In the text about Jordan B Peterson's book, which part of 12 Rules for Life does the writer say they would reread?

Supplied passage.
=== Begin Enclosure ===

I have drifted ever rightward over the years, and friends of mine have listed left. Or even stayed the same. But it’s easier to see after some time away, like how you need to put a piece of writing out of your mind for a while to get the most out of self-editing.

And honestly, as “alarming” as this graphic seems to be at first – is it really such a bad thing? Pew seems to be conflating Democrat with liberal and Republican with conservative. It would make sense that, as it becomes clear that Democrat and Republican are really two sides of the same coin, that actual true differences might appear between the left and the right (instead of a pile of bi-factional globalist mush).

On the other hand, maybe we can’t get along after all.

“Good” faculty are still faculty

The kerfuffle in certain circles over Jordan B Peterson reminds me that 1. I haven’t written about his book yet, and 2. there was a bit in his book that made me go “Oh, this guy is still very much a faculty member” despite his being the recalcitrant, dissident faculty that we all want to like.

I think, as well (on what might be considered the leftish side), that the incremental remake of university administrations into analogues of private corporations is a mistake. I think that the science of management is a pseudo-discipline. I believe that government can, sometimes, be a force for good, as well as the necessary arbiter of a small set of necessary rules. Nonetheless, I do not understand why our society is providing public funding to institutions and educators whose stated, conscious and explicit aim is the demolition of the culture…………….

I honestly remember there being more “there” when I first read this bit. I thought I remembered reading at least a paragraph on the positives and negatives of the university that ended in an typical faculty equivocation or digression or something equally handwavy.

Instead, now I’m getting the whiff of typical faculty butthurt. Something along the lines of : I liked the university the way it was and now these upstart non-rigorous disciplines (which is a bit rich coming from a psychologist, tbh) are alerting the public to the fact that we cannot live up to our promises and now my cushy job is in danger.

Most faculty cannot live with the fact that “a degree is something that you need to get a job” places the university squarely in the crosshairs of the capitalist marketplace. They instead imagine themselves to be in the pastoral world where only 2% of the richest, most intelligent men go to college, where they can be free of any and all constraints of the free market. Including the market of ideas and pesky things like funding.

Circling back to point 1, the only part of 12 Rules for Life that I’d reread is the last chapter about the light pen, but even that chapter begs the question IF YOU HAD A PEN AS COOL AS THAT WHY WOULDN’T YOU USE IT FOR EVERYTHING??

This is one of those books where I used sticky tabs to note passages I found interesting. But a month later, when I go back to find those passages, I’m really not sure what I’m looking at.

=== End Enclosure ===

Dataset content.
=== Begin Enclosure ===

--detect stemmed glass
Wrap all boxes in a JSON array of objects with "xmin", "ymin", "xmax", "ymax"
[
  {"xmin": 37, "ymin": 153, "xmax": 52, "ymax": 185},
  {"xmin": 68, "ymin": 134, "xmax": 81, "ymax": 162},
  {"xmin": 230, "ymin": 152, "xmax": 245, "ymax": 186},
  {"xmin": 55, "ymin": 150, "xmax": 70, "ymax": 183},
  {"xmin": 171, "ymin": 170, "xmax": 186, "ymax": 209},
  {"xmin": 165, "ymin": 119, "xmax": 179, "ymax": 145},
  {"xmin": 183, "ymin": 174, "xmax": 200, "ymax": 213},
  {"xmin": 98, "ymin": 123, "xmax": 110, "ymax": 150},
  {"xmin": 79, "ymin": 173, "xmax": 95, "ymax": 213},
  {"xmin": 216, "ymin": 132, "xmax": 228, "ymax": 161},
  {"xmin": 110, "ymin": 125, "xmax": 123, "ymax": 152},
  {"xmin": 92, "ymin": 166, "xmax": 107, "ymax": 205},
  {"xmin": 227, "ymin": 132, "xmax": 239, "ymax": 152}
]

=== End Enclosure ===

Answer section.
The last chapter, about the light pen.